### Task details
Render every entry verbatim.
[START Given records]
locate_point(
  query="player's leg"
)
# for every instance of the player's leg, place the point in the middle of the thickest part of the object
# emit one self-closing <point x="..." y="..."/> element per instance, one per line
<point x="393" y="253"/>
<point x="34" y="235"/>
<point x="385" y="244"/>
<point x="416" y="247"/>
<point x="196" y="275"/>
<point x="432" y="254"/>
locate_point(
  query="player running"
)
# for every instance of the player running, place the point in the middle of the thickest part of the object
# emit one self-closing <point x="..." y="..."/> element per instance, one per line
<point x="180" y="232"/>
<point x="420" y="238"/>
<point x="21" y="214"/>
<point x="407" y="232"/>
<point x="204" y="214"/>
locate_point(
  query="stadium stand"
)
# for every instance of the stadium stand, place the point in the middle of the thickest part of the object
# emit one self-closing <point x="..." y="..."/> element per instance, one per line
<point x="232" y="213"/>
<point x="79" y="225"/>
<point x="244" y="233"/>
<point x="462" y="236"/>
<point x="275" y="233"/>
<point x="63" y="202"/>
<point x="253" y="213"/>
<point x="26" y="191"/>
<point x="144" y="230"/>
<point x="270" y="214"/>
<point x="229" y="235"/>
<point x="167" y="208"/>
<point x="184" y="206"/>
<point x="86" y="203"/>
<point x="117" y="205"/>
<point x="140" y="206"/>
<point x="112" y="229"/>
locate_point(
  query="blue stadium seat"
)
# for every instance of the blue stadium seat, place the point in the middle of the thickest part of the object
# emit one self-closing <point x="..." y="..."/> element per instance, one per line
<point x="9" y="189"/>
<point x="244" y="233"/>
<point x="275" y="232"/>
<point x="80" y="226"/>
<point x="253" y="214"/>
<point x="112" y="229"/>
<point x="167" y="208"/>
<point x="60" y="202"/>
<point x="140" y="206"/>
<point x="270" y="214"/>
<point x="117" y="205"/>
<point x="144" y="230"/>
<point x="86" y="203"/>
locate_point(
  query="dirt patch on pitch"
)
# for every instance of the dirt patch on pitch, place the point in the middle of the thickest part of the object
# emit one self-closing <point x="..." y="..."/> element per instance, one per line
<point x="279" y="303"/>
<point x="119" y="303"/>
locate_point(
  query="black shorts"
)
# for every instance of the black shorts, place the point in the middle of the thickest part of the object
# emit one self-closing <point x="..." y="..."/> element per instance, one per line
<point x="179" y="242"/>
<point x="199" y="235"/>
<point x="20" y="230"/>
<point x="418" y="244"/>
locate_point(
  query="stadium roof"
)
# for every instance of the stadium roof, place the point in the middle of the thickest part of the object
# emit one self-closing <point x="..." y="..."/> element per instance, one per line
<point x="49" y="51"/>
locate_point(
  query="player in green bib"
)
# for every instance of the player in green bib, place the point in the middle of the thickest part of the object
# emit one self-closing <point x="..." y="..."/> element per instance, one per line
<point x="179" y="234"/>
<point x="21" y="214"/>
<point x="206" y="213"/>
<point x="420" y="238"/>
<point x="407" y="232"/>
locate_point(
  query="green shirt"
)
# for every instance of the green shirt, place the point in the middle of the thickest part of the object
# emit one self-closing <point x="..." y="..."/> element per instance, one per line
[END Given records]
### Written solution
locate_point(
  query="player's leg"
)
# for every instance of the player's leg, place the point in the middle of the thickest part of the object
# emit one self-closing <point x="..." y="..."/> element per instance, one per line
<point x="393" y="253"/>
<point x="34" y="235"/>
<point x="385" y="244"/>
<point x="416" y="247"/>
<point x="196" y="275"/>
<point x="432" y="254"/>
locate_point(
  query="player running"
)
# for every instance of the player running, place the point in the middle of the thickest part of the object
# emit one self-closing <point x="..." y="..."/> element per instance, one per line
<point x="180" y="232"/>
<point x="420" y="238"/>
<point x="21" y="214"/>
<point x="407" y="232"/>
<point x="204" y="214"/>
locate_point(
  query="stadium stand"
)
# for every instance of the stadium stand, place the point in the middle of the thickest part of the object
# emit one self-closing <point x="..." y="..."/> element per instance, one per line
<point x="232" y="213"/>
<point x="79" y="225"/>
<point x="244" y="233"/>
<point x="462" y="236"/>
<point x="275" y="233"/>
<point x="63" y="202"/>
<point x="253" y="213"/>
<point x="26" y="191"/>
<point x="144" y="230"/>
<point x="270" y="214"/>
<point x="229" y="235"/>
<point x="167" y="208"/>
<point x="184" y="206"/>
<point x="86" y="203"/>
<point x="117" y="205"/>
<point x="140" y="206"/>
<point x="112" y="229"/>
locate_point(
  query="blue stadium seat"
)
# for every instance of the blue stadium seat, place the point in the middle of the thickest part of the object
# emit one self-closing <point x="..." y="..."/> element per instance, one per line
<point x="9" y="189"/>
<point x="244" y="233"/>
<point x="275" y="232"/>
<point x="80" y="226"/>
<point x="253" y="214"/>
<point x="112" y="229"/>
<point x="167" y="208"/>
<point x="60" y="202"/>
<point x="140" y="206"/>
<point x="270" y="214"/>
<point x="117" y="205"/>
<point x="144" y="230"/>
<point x="86" y="203"/>
locate_point(
  query="dirt patch on pitch"
)
# for every instance of the dirt patch on pitch, place the point in the middle of the thickest part of the object
# emit one self-closing <point x="..." y="..."/> element per instance, one per line
<point x="279" y="303"/>
<point x="119" y="303"/>
locate_point(
  query="black shorts"
)
# for every instance of the black shorts, place the point in the middle of the thickest part of the object
# emit one self-closing <point x="..." y="..."/> element per instance, one per line
<point x="179" y="242"/>
<point x="199" y="235"/>
<point x="20" y="230"/>
<point x="418" y="244"/>
locate_point(
  query="stadium roof"
)
# for every instance of the stadium roof, place the point in the middle of the thickest part of the object
# emit one self-closing <point x="..." y="..."/> element per instance, one per line
<point x="49" y="51"/>
locate_point(
  query="player in green bib"
)
# for every instance of the player in green bib, place the point in the middle of the thickest part of the object
# emit one self-closing <point x="..." y="..."/> element per instance, one per line
<point x="179" y="234"/>
<point x="21" y="214"/>
<point x="206" y="213"/>
<point x="420" y="238"/>
<point x="407" y="232"/>
locate_point(
  query="green shirt"
)
# for every instance of the green shirt, place the point in the middle of the thickest part of the object
# emit one self-closing <point x="..." y="..."/> element per instance, one per line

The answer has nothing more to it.